[Instructions to follow]
Copy out every line of the items below, character for character, leaving the pictures out of your answer.

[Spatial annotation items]
>>>>
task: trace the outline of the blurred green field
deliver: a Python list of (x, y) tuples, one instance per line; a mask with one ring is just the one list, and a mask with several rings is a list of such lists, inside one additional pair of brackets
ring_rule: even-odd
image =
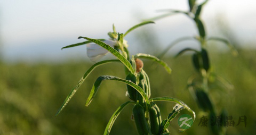
[[(253, 134), (256, 133), (256, 51), (238, 50), (239, 55), (236, 57), (229, 53), (210, 54), (215, 72), (234, 86), (232, 90), (215, 89), (211, 94), (217, 107), (226, 108), (236, 125), (239, 116), (247, 118), (246, 127), (243, 123), (229, 126), (227, 134)], [(209, 128), (198, 126), (203, 114), (186, 89), (188, 78), (195, 72), (190, 56), (165, 57), (164, 60), (172, 69), (171, 75), (157, 64), (144, 61), (145, 70), (150, 79), (151, 97), (178, 98), (197, 115), (193, 126), (181, 133), (178, 117), (188, 113), (182, 111), (169, 127), (171, 134), (210, 134)], [(97, 68), (62, 112), (54, 116), (71, 88), (92, 65), (82, 60), (59, 64), (0, 62), (0, 134), (102, 134), (112, 114), (129, 100), (125, 96), (126, 86), (116, 81), (104, 81), (88, 107), (85, 106), (86, 100), (98, 77), (125, 78), (121, 64), (107, 64)], [(163, 117), (167, 116), (174, 105), (158, 104)], [(137, 134), (134, 122), (131, 120), (132, 108), (131, 105), (123, 110), (110, 134)]]

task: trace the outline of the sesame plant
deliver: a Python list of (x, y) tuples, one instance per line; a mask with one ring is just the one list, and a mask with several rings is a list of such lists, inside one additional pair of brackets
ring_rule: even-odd
[[(212, 66), (210, 64), (209, 51), (207, 50), (206, 47), (209, 41), (216, 40), (222, 42), (228, 45), (233, 55), (236, 55), (237, 53), (234, 46), (227, 40), (220, 37), (206, 36), (204, 24), (200, 15), (203, 7), (209, 1), (205, 0), (201, 3), (197, 3), (196, 0), (188, 0), (188, 1), (189, 6), (189, 10), (188, 11), (174, 10), (165, 10), (164, 11), (167, 12), (167, 13), (150, 20), (161, 19), (175, 13), (182, 13), (194, 21), (196, 26), (199, 35), (178, 39), (168, 46), (158, 57), (162, 58), (172, 47), (181, 41), (187, 40), (195, 40), (198, 41), (200, 45), (199, 50), (193, 48), (193, 47), (185, 48), (178, 52), (175, 57), (177, 57), (188, 51), (193, 52), (191, 60), (196, 72), (189, 77), (187, 88), (193, 97), (197, 102), (199, 107), (204, 112), (204, 115), (209, 115), (211, 119), (210, 121), (210, 124), (212, 125), (209, 126), (211, 128), (212, 133), (214, 134), (223, 134), (226, 133), (226, 130), (224, 125), (226, 124), (225, 121), (227, 120), (227, 112), (224, 108), (220, 108), (214, 105), (210, 91), (216, 88), (221, 89), (232, 89), (233, 86), (228, 81), (214, 73)], [(218, 113), (218, 110), (222, 110), (221, 112)], [(218, 115), (218, 114), (220, 115)], [(218, 115), (220, 116), (217, 116)], [(214, 122), (214, 121), (216, 123)], [(218, 121), (219, 123), (217, 122)], [(215, 124), (215, 123), (216, 124)], [(222, 124), (222, 126), (221, 124)]]
[[(132, 112), (131, 111), (131, 112), (132, 112), (132, 117), (135, 121), (139, 134), (169, 134), (167, 128), (170, 122), (179, 113), (180, 111), (183, 109), (193, 113), (194, 121), (195, 118), (195, 112), (183, 102), (178, 99), (166, 96), (150, 98), (151, 89), (149, 78), (143, 69), (143, 63), (140, 58), (148, 59), (156, 62), (163, 65), (165, 70), (170, 73), (171, 70), (167, 64), (156, 57), (149, 54), (139, 53), (133, 56), (129, 55), (127, 42), (124, 39), (125, 36), (135, 28), (154, 23), (152, 21), (143, 22), (129, 29), (124, 34), (117, 32), (113, 24), (113, 31), (108, 33), (110, 37), (109, 39), (94, 39), (79, 37), (78, 39), (84, 39), (87, 40), (63, 47), (62, 49), (87, 44), (87, 55), (91, 61), (98, 61), (109, 52), (115, 56), (117, 59), (101, 61), (92, 65), (83, 75), (76, 86), (71, 90), (56, 115), (59, 114), (63, 110), (87, 77), (95, 68), (107, 63), (117, 62), (124, 65), (124, 72), (126, 75), (125, 79), (108, 75), (98, 77), (91, 90), (86, 103), (86, 106), (88, 106), (96, 95), (103, 81), (114, 80), (126, 84), (126, 95), (130, 100), (122, 104), (114, 112), (106, 125), (103, 134), (109, 134), (111, 127), (118, 115), (124, 108), (129, 104), (134, 106)], [(177, 104), (173, 107), (172, 112), (163, 121), (160, 110), (156, 103), (158, 101), (171, 102)], [(180, 129), (180, 131), (183, 132), (185, 130)]]

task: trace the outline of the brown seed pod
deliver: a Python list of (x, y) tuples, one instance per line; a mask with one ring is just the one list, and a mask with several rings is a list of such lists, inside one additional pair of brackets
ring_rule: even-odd
[(136, 72), (140, 72), (141, 69), (143, 68), (143, 62), (139, 58), (135, 59), (136, 62)]

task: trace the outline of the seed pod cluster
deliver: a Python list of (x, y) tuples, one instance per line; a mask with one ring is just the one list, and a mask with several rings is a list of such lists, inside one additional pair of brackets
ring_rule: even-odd
[(159, 132), (160, 124), (162, 122), (161, 114), (158, 107), (156, 104), (149, 109), (151, 131), (153, 134), (157, 134)]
<<<<
[Final answer]
task: trace the outline of the blurred green field
deliver: a Python list of (x, y) tuples, one instance per line; a mask with one ring is just the one list, and a mask with several rings is a list of such lists, inside one additional pair of brackets
ring_rule: even-odd
image =
[[(253, 134), (256, 133), (256, 51), (238, 50), (239, 55), (236, 57), (229, 53), (210, 54), (215, 72), (234, 86), (232, 90), (215, 89), (211, 94), (217, 107), (226, 108), (236, 125), (239, 116), (247, 118), (246, 127), (243, 123), (229, 126), (227, 134)], [(209, 128), (198, 126), (203, 114), (186, 89), (188, 78), (195, 72), (190, 56), (165, 57), (164, 60), (172, 69), (171, 75), (157, 64), (144, 61), (145, 70), (150, 79), (151, 97), (178, 98), (197, 115), (193, 126), (181, 133), (178, 117), (188, 113), (182, 111), (169, 127), (171, 134), (210, 134)], [(97, 68), (62, 112), (54, 116), (71, 88), (92, 65), (82, 60), (59, 64), (0, 62), (0, 134), (102, 134), (112, 114), (129, 100), (125, 96), (126, 86), (116, 81), (104, 81), (88, 107), (85, 106), (86, 100), (98, 77), (125, 78), (121, 64), (107, 64)], [(163, 117), (167, 116), (174, 105), (158, 104)], [(137, 134), (134, 122), (131, 120), (132, 108), (131, 105), (123, 110), (110, 134)]]

task: trace the outline of the sesame plant
deliver: a Python list of (x, y) tuples, one instance per line; a mask with one ring is just the one list, and a mask with several rings is a list of such lists, inside one additional pair of brackets
ring_rule: even-odd
[[(212, 66), (210, 64), (209, 51), (207, 50), (206, 47), (209, 41), (216, 40), (222, 42), (228, 45), (233, 55), (236, 55), (237, 53), (234, 46), (227, 40), (220, 37), (206, 36), (204, 24), (200, 15), (203, 7), (209, 1), (205, 0), (201, 3), (197, 3), (196, 0), (188, 0), (188, 1), (189, 6), (189, 10), (188, 11), (174, 10), (165, 10), (164, 11), (167, 12), (167, 13), (150, 20), (161, 19), (175, 13), (182, 13), (194, 21), (196, 26), (199, 35), (178, 39), (168, 46), (158, 57), (162, 58), (172, 47), (181, 41), (187, 40), (195, 40), (198, 41), (200, 45), (199, 50), (193, 48), (193, 47), (185, 48), (178, 52), (175, 57), (177, 57), (188, 51), (193, 52), (191, 60), (196, 72), (189, 77), (187, 88), (193, 97), (197, 102), (199, 107), (204, 112), (204, 115), (209, 115), (211, 119), (210, 121), (210, 124), (212, 125), (209, 126), (211, 128), (212, 133), (214, 134), (223, 134), (226, 133), (226, 130), (224, 125), (226, 124), (225, 121), (227, 120), (227, 112), (224, 108), (220, 108), (214, 105), (210, 91), (216, 88), (221, 89), (232, 89), (233, 86), (228, 81), (214, 73)], [(218, 113), (218, 110), (222, 110), (221, 112)], [(218, 115), (218, 114), (220, 115)], [(218, 115), (220, 116), (217, 116)], [(214, 122), (214, 121), (216, 123)], [(218, 121), (219, 123), (217, 122)], [(215, 124), (215, 123), (216, 124)], [(222, 124), (222, 126), (221, 124)]]
[[(132, 112), (131, 111), (131, 112), (132, 112), (132, 117), (135, 121), (139, 134), (169, 134), (167, 128), (170, 122), (179, 113), (180, 111), (183, 109), (193, 113), (194, 121), (195, 118), (195, 112), (183, 102), (178, 99), (166, 96), (150, 98), (151, 89), (149, 78), (143, 69), (143, 63), (140, 58), (148, 59), (156, 62), (163, 65), (165, 70), (170, 73), (171, 70), (167, 64), (156, 57), (149, 54), (139, 53), (133, 56), (129, 55), (127, 42), (124, 39), (125, 36), (135, 28), (154, 23), (152, 21), (143, 22), (129, 29), (124, 34), (117, 32), (113, 24), (113, 31), (108, 33), (110, 37), (109, 39), (94, 39), (79, 37), (78, 39), (84, 39), (87, 40), (63, 47), (62, 49), (87, 44), (87, 55), (91, 61), (98, 61), (109, 52), (115, 56), (117, 59), (101, 61), (92, 65), (83, 75), (76, 86), (71, 90), (56, 115), (59, 114), (63, 110), (87, 77), (95, 68), (107, 63), (117, 62), (124, 65), (124, 72), (126, 75), (125, 79), (108, 75), (98, 77), (91, 90), (86, 103), (86, 106), (88, 106), (96, 95), (103, 81), (114, 80), (126, 84), (126, 95), (130, 100), (122, 104), (114, 112), (106, 125), (103, 134), (109, 134), (111, 127), (118, 115), (124, 108), (129, 104), (134, 106)], [(177, 104), (173, 107), (172, 112), (163, 121), (160, 110), (156, 103), (158, 101), (171, 102)], [(180, 129), (180, 131), (183, 132), (185, 130)]]

task: trace the outline of the brown seed pod
deliver: a Python list of (x, y) tuples, one instance per line; a mask with one ring is just the one list, and a mask with several rings is a list of such lists, inside one additional pair of brackets
ring_rule: even-odd
[(136, 72), (140, 72), (141, 69), (143, 68), (143, 62), (139, 58), (135, 59), (136, 62)]

task: trace the outline of the seed pod cluster
deliver: a Python list of (x, y) tuples, one instance per line; a mask with one ring is just the one list, and a mask with several rings is a list of such lists, inside one additional pair of brackets
ring_rule: even-odd
[(159, 132), (160, 124), (162, 122), (161, 114), (158, 107), (156, 104), (149, 109), (151, 131), (153, 134), (157, 134)]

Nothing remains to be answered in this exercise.